** Start Text segment **

Range Rover Evoque S D 240 diesel (2019) review
The new Range Rover Evoque gains mild hybrid tech and more refinement.
Dave Humphreys
Dave Humphreys

Published on March 25, 2019

The Range Rover Evoque proved to be a massive success for Land Rover when it went on sale in 2011. Now it's time for the second-generation Evoque and, unlike its predecessor, which came in three- and five-door body styles, as well as a convertible, it will only be a five-door SUV, as some 95 per cent of the original were in this guise.

In the metal

Considering the success to date of the Range Rover Evoque, it's understandable why Land Rover's Chief Design Officer, Gerry McGovern, and his team didn't want to tamper with a winning formula. At first glance, it's easy to tell that it's an Evoque, though the styling is more modern, cleaner and falls into line with the larger Range Rover Velar, the model that sits above it in Land Rover's range.

Despite the familiar image, only the door hinges from the previous Evoque have been carried over. Everything else is entirely new, and that includes the platform, which accommodates new mild hybrid technology and, from 2020, also a plug-in hybrid powertrain. The overall dimensions have barely changed, with the car growing by just 1mm in length.

** End Text segment **

Task to carry out — Reproduce the stretch of the Evoque review from "Considering the success" through "1mm in length." word for word.

** Start Data shown **

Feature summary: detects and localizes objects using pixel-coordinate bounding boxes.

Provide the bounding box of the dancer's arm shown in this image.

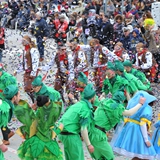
[81,127,94,153]
[122,97,146,116]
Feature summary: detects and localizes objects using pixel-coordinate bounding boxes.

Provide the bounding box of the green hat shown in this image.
[112,91,126,102]
[3,85,18,99]
[115,61,124,72]
[78,72,88,84]
[83,83,96,100]
[107,62,116,71]
[123,60,132,67]
[32,75,43,86]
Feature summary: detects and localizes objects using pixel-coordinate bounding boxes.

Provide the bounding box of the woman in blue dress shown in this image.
[152,119,160,159]
[113,91,156,160]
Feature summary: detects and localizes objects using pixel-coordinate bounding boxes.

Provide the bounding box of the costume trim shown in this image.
[113,147,155,160]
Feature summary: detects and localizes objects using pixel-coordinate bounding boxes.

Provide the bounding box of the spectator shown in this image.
[120,25,133,52]
[113,14,123,42]
[53,15,68,43]
[135,43,156,82]
[101,15,114,49]
[0,24,5,62]
[34,12,49,62]
[130,29,144,55]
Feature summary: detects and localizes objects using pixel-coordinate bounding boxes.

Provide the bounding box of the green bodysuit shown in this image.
[15,99,63,160]
[59,100,93,160]
[89,99,125,160]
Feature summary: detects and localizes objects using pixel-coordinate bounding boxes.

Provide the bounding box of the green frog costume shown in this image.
[102,62,129,95]
[123,60,152,90]
[0,67,18,99]
[15,96,63,160]
[59,84,95,160]
[115,61,147,95]
[32,75,61,102]
[0,99,10,160]
[89,91,126,160]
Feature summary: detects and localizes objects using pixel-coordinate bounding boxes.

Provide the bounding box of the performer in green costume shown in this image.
[1,85,20,145]
[123,60,151,90]
[0,65,18,99]
[32,75,62,102]
[102,62,130,100]
[0,99,10,160]
[15,96,63,160]
[68,72,99,108]
[59,84,95,160]
[89,91,145,160]
[115,61,147,96]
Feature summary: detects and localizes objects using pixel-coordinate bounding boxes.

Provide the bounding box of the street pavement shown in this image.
[0,29,160,160]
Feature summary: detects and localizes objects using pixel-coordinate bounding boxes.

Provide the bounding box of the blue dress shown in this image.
[112,91,156,160]
[152,120,160,159]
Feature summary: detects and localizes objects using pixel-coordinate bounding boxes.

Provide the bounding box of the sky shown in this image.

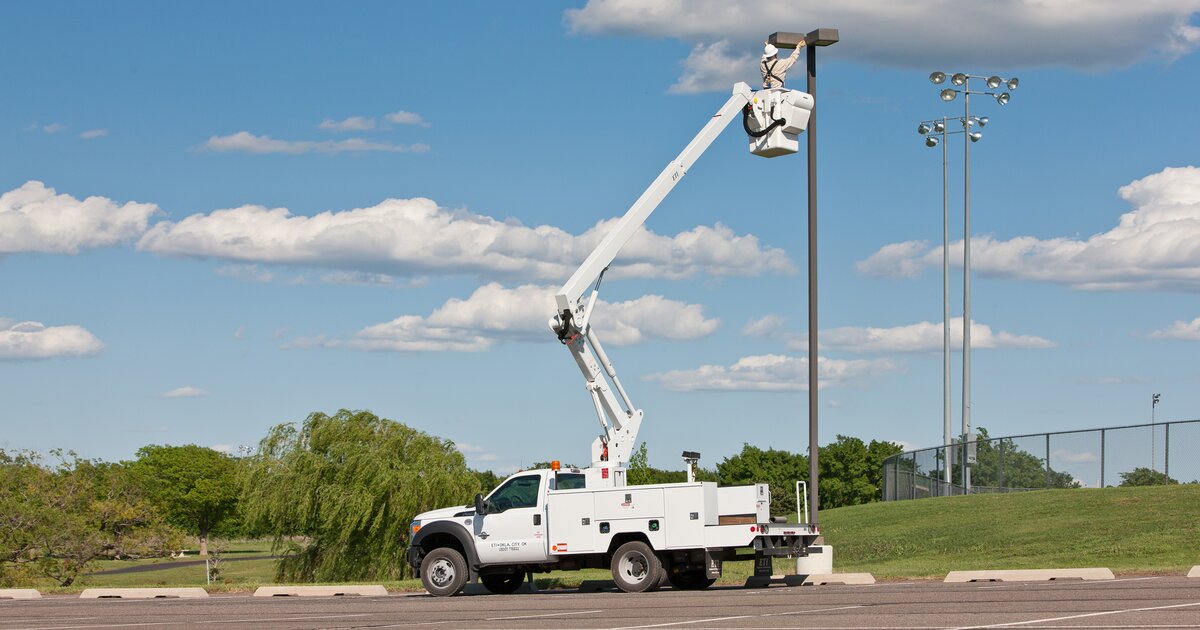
[0,0,1200,473]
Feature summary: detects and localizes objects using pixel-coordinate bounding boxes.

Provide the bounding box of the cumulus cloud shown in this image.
[857,167,1200,292]
[312,282,720,352]
[1150,317,1200,341]
[318,116,374,131]
[0,181,158,256]
[138,198,794,280]
[0,318,104,361]
[203,131,430,154]
[742,314,1056,354]
[383,110,430,127]
[566,0,1200,91]
[646,354,904,391]
[162,385,208,398]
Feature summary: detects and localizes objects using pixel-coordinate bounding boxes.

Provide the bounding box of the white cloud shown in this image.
[328,283,720,352]
[646,354,904,391]
[318,116,376,131]
[383,110,430,127]
[0,318,104,361]
[138,198,794,280]
[566,0,1200,91]
[0,181,158,256]
[162,385,208,398]
[742,314,1056,353]
[1150,317,1200,341]
[204,131,430,154]
[857,167,1200,292]
[670,40,748,94]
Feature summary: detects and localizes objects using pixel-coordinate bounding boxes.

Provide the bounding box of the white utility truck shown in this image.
[408,83,817,595]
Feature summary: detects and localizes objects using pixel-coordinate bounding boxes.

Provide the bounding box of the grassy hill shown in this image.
[821,484,1200,577]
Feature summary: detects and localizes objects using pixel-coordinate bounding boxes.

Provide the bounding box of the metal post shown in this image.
[962,77,971,494]
[942,116,954,485]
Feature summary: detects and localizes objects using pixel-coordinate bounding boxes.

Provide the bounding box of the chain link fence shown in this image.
[883,420,1200,500]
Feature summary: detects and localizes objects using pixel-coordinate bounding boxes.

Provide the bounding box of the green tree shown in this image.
[1121,467,1178,486]
[242,409,479,581]
[133,444,239,556]
[716,444,809,515]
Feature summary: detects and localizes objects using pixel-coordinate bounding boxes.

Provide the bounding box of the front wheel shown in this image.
[479,571,524,595]
[421,547,469,598]
[612,540,662,593]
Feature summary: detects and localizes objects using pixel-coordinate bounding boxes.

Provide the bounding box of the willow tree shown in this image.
[241,409,478,581]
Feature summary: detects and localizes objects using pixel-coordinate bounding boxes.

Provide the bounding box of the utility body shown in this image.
[408,83,817,595]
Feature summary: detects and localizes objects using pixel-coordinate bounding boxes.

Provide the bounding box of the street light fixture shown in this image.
[929,72,1020,492]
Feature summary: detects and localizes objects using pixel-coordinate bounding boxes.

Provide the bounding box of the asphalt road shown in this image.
[0,577,1200,630]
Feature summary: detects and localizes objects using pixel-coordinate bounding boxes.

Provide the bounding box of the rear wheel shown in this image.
[612,540,662,593]
[421,547,469,598]
[479,571,524,595]
[667,570,716,590]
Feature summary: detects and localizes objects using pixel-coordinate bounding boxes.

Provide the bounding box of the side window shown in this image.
[487,475,541,512]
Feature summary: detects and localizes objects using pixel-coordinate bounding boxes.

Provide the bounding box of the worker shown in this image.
[758,40,804,88]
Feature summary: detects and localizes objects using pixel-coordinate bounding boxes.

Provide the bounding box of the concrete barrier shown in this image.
[254,584,388,598]
[784,574,875,587]
[0,588,42,599]
[79,587,209,599]
[944,569,1114,582]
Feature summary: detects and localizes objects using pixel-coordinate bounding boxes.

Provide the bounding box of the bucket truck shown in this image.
[408,83,817,595]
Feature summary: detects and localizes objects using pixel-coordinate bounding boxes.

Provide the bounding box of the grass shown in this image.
[30,485,1200,593]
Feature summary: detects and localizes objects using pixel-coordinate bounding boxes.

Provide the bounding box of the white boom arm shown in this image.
[550,83,754,467]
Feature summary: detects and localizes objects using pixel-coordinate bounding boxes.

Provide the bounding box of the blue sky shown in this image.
[0,0,1200,470]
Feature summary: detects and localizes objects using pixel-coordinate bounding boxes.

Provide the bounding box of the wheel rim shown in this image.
[618,551,650,583]
[430,558,454,587]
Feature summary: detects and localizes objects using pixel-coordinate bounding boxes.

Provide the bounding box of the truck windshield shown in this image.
[487,475,541,512]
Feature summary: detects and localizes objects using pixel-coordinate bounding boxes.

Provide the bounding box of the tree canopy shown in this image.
[242,409,480,581]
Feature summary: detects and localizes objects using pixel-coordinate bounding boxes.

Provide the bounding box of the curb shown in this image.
[0,588,42,599]
[943,569,1114,582]
[79,587,209,599]
[254,584,388,598]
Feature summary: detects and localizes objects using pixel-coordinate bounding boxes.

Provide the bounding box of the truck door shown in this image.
[473,473,547,564]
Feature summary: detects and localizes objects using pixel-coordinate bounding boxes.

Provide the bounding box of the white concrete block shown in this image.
[254,584,388,598]
[944,569,1114,582]
[0,588,42,599]
[796,545,833,575]
[79,587,209,599]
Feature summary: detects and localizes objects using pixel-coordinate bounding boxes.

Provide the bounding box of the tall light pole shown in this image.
[929,72,1020,492]
[767,29,838,524]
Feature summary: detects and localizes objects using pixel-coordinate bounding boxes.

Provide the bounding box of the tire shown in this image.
[421,547,470,598]
[479,571,524,595]
[612,540,662,593]
[667,571,716,590]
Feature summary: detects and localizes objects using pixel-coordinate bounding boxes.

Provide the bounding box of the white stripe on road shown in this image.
[954,601,1200,630]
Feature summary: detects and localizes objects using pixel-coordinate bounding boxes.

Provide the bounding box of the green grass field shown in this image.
[36,485,1200,592]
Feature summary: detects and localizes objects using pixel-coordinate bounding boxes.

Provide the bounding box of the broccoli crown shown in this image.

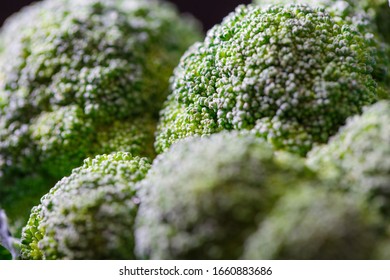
[308,101,390,211]
[243,188,385,260]
[136,132,314,259]
[254,0,390,99]
[0,0,200,228]
[21,152,150,259]
[156,4,377,155]
[253,0,390,43]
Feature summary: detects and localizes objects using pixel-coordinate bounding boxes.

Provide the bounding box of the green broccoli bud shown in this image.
[21,152,150,259]
[307,101,390,213]
[243,188,384,260]
[253,0,390,43]
[0,0,201,230]
[254,0,390,99]
[136,132,314,259]
[155,5,377,155]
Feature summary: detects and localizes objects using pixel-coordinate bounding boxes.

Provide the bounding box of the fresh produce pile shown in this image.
[0,0,390,259]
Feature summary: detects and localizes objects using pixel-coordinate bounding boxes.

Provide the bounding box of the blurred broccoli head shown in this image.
[21,152,150,259]
[243,188,384,260]
[308,101,390,214]
[156,5,377,155]
[0,0,200,225]
[136,132,313,259]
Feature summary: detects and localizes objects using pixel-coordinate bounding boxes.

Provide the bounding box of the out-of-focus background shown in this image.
[0,0,251,31]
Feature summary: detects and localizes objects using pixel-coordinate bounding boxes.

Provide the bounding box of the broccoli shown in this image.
[135,132,315,259]
[243,188,388,260]
[307,101,390,215]
[0,0,201,228]
[155,4,378,155]
[254,0,390,99]
[21,152,150,259]
[253,0,390,43]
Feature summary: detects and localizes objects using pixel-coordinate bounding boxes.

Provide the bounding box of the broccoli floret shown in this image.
[243,188,385,260]
[253,0,390,43]
[254,0,390,99]
[156,4,377,155]
[136,132,314,259]
[0,0,201,228]
[21,152,150,259]
[308,101,390,213]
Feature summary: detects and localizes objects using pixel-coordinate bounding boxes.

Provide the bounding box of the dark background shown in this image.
[0,0,251,30]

** End Data shown **

Full output —
Considering the success to date of the Range Rover Evoque, it's understandable why Land Rover's Chief Design Officer, Gerry McGovern, and his team didn't want to tamper with a winning formula. At first glance, it's easy to tell that it's an Evoque, though the styling is more modern, cleaner and falls into line with the larger Range Rover Velar, the model that sits above it in Land Rover's range.

Despite the familiar image, only the door hinges from the previous Evoque have been carried over. Everything else is entirely new, and that includes the platform, which accommodates new mild hybrid technology and, from 2020, also a plug-in hybrid powertrain. The overall dimensions have barely changed, with the car growing by just 1mm in length.